[Excerpts from a detection dataset]
◆ ◆ ◆ ◆

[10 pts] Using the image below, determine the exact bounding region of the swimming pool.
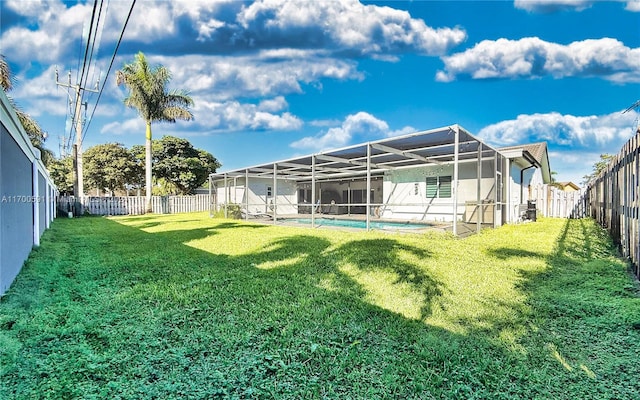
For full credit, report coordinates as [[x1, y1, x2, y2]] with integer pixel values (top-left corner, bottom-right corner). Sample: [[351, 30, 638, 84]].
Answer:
[[285, 218, 433, 230]]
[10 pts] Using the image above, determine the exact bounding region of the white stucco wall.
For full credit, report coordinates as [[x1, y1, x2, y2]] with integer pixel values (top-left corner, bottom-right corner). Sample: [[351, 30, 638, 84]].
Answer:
[[381, 160, 495, 222], [507, 162, 544, 223], [216, 177, 298, 215]]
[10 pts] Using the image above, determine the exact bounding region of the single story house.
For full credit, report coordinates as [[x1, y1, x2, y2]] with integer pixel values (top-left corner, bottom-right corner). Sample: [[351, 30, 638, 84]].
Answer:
[[209, 125, 551, 234]]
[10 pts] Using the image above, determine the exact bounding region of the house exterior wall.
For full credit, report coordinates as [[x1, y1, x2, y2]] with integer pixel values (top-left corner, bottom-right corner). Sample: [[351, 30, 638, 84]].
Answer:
[[507, 162, 544, 223], [0, 125, 34, 294], [380, 159, 496, 223], [216, 177, 298, 215]]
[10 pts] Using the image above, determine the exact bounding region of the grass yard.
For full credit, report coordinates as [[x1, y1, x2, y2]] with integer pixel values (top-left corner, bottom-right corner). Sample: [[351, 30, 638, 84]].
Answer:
[[0, 213, 640, 399]]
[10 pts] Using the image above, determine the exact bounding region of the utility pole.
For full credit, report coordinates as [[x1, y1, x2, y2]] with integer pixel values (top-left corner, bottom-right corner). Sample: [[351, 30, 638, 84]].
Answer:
[[56, 69, 98, 198]]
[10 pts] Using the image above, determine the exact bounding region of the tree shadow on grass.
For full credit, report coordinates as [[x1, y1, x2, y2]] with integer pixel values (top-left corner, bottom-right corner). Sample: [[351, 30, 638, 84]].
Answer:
[[482, 219, 640, 398], [8, 219, 636, 398]]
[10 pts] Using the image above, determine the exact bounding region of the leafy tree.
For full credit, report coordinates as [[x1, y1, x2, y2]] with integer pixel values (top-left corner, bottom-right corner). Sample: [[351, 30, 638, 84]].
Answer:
[[83, 143, 139, 193], [116, 52, 193, 212], [129, 144, 145, 195], [47, 156, 73, 196], [0, 55, 55, 166], [153, 136, 220, 194]]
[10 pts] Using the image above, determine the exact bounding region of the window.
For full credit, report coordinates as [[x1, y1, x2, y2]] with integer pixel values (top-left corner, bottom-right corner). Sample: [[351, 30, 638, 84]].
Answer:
[[427, 175, 451, 199]]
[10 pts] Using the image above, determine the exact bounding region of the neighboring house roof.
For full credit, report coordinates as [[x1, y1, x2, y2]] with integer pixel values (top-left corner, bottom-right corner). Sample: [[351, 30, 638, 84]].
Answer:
[[558, 182, 580, 191], [498, 142, 551, 183]]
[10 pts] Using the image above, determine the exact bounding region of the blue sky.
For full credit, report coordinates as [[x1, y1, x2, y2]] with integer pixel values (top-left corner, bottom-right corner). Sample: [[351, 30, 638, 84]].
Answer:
[[0, 0, 640, 183]]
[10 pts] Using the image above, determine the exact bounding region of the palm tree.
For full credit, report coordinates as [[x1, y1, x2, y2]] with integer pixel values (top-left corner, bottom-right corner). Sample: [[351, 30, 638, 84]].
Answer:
[[0, 54, 55, 166], [116, 52, 193, 213]]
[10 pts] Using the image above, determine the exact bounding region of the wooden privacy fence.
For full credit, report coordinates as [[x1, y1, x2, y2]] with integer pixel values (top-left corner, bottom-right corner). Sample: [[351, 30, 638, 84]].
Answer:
[[574, 129, 640, 277], [58, 194, 211, 215]]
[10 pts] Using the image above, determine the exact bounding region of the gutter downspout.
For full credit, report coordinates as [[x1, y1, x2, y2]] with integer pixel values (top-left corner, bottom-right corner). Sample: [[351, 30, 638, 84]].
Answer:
[[520, 164, 536, 204]]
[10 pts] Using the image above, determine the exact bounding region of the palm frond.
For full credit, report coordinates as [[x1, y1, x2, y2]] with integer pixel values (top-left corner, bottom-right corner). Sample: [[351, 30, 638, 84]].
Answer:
[[0, 54, 13, 92]]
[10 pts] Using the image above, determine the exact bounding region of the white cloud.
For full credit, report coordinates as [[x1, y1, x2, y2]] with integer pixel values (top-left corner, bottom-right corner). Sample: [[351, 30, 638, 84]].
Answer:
[[100, 118, 144, 135], [478, 111, 639, 148], [436, 37, 640, 83], [291, 111, 415, 150], [193, 98, 303, 131], [624, 0, 640, 12], [514, 0, 640, 13], [148, 55, 363, 101], [514, 0, 595, 13], [237, 0, 466, 55]]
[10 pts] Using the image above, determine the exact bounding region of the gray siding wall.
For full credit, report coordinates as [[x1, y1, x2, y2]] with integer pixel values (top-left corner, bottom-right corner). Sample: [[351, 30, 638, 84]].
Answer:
[[34, 172, 48, 236], [0, 125, 34, 295]]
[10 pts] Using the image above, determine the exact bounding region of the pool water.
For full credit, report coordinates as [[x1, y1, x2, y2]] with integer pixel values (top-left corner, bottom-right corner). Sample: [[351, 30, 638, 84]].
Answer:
[[287, 218, 433, 230]]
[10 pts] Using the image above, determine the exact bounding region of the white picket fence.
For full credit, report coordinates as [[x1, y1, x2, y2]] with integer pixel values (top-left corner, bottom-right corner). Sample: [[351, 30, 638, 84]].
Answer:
[[58, 194, 211, 215], [530, 185, 582, 218]]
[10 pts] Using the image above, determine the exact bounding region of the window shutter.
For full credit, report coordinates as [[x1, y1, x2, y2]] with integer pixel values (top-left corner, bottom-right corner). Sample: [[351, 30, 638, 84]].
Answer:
[[427, 177, 438, 199], [438, 176, 451, 198]]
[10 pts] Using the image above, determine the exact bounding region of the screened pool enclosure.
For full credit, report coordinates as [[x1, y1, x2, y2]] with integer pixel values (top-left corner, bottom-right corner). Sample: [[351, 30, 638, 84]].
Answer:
[[209, 125, 516, 234]]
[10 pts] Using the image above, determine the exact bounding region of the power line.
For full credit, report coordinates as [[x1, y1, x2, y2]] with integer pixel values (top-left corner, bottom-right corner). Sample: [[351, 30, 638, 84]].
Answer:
[[82, 0, 136, 140], [78, 0, 98, 91], [83, 0, 104, 93]]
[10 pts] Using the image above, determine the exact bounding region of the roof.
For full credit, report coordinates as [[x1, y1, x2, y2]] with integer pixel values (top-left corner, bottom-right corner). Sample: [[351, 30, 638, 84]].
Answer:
[[210, 125, 551, 183], [210, 125, 496, 181], [498, 142, 547, 165], [498, 142, 551, 183]]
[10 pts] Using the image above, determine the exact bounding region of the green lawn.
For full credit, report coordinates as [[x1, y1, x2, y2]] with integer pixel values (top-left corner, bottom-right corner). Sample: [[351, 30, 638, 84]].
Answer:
[[0, 213, 640, 399]]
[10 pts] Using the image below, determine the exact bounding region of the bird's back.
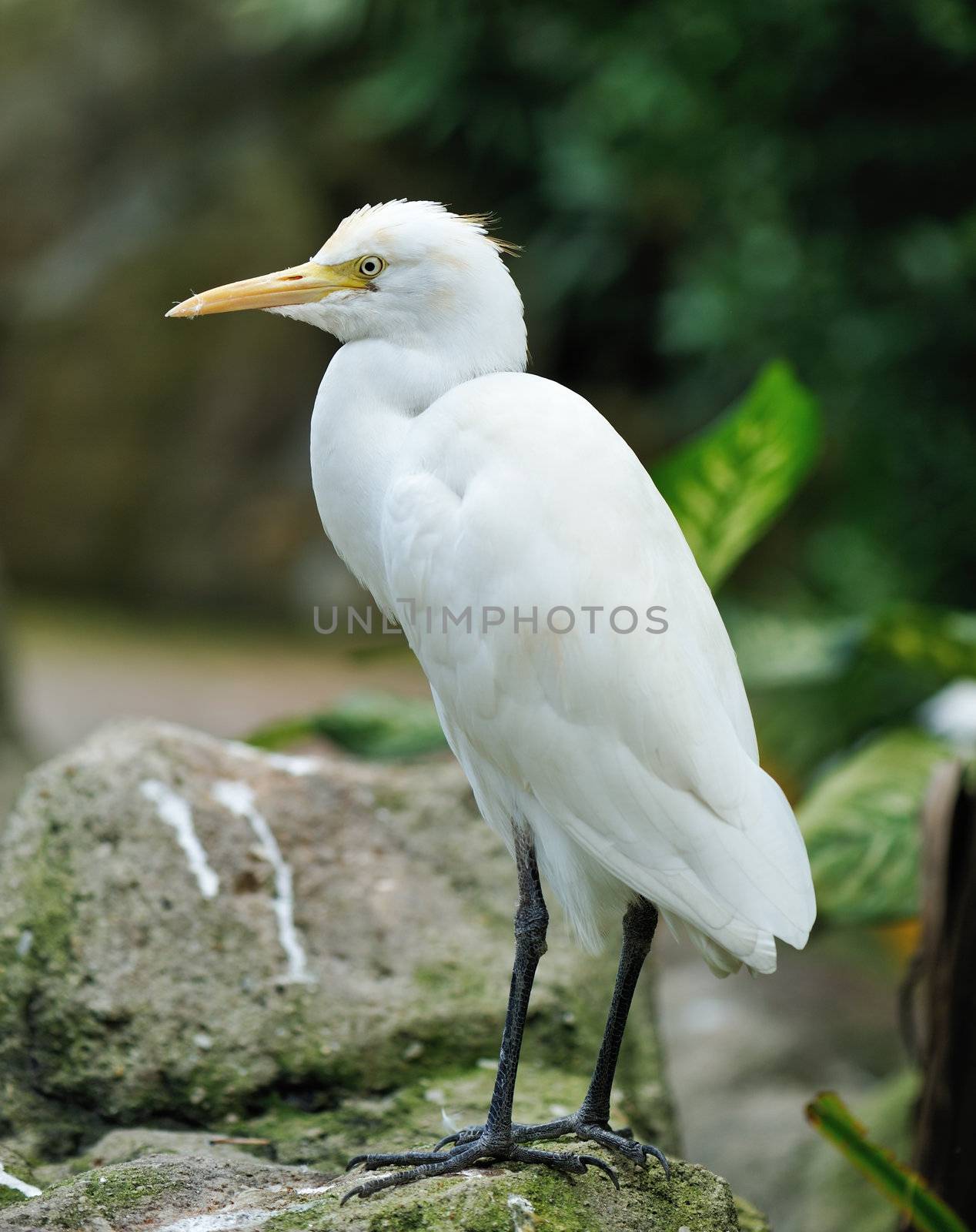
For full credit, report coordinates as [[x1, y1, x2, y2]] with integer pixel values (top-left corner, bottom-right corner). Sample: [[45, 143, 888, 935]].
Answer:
[[382, 373, 814, 973]]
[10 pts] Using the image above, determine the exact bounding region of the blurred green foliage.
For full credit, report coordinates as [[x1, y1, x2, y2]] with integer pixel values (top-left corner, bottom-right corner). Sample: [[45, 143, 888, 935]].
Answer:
[[806, 1090, 968, 1232], [654, 361, 821, 587], [797, 728, 951, 924], [246, 692, 447, 762]]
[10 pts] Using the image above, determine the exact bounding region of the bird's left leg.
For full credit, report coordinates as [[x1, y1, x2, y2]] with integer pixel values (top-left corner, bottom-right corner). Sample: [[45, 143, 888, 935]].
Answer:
[[435, 898, 670, 1174], [343, 828, 617, 1203]]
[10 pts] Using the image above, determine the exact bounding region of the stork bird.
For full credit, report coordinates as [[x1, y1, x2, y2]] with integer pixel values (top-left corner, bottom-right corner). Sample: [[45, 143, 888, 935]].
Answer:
[[166, 201, 814, 1201]]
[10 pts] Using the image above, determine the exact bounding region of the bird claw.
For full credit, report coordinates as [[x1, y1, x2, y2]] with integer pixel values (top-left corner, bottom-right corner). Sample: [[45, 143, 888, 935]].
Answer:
[[339, 1131, 620, 1206], [434, 1113, 670, 1180]]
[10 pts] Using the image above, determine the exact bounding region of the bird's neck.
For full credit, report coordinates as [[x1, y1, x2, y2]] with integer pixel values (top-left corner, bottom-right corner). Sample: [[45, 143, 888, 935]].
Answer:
[[312, 339, 510, 606]]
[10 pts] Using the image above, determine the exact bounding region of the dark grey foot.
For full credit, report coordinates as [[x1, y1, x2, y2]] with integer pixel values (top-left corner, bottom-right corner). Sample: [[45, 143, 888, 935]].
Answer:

◆ ◆ ◆ ◆

= PROBLEM TO SOLVE =
From the listing above, output verbatim the lines beginning with the one that contains "gray siding wall." and ending after the one that contains "[[287, 218, 433, 230]]".

= RESPONSE TO THIS TASK =
[10 pts] Using the image above, determine the exact bounding region of the gray siding wall.
For full credit, report coordinates as [[x1, y1, x2, y2]] with integer pixel values (top-left corner, bottom-right corner). Sample: [[351, 30, 638, 84]].
Answer:
[[34, 172, 48, 236], [0, 125, 34, 295]]
[10 pts] Using the image above, determine the exact bounding region of the pool water.
For full credit, report coordinates as [[x1, y1, x2, y2]] with integer pixel values (top-left corner, bottom-right corner). Sample: [[351, 30, 638, 84]].
Answer:
[[287, 218, 433, 230]]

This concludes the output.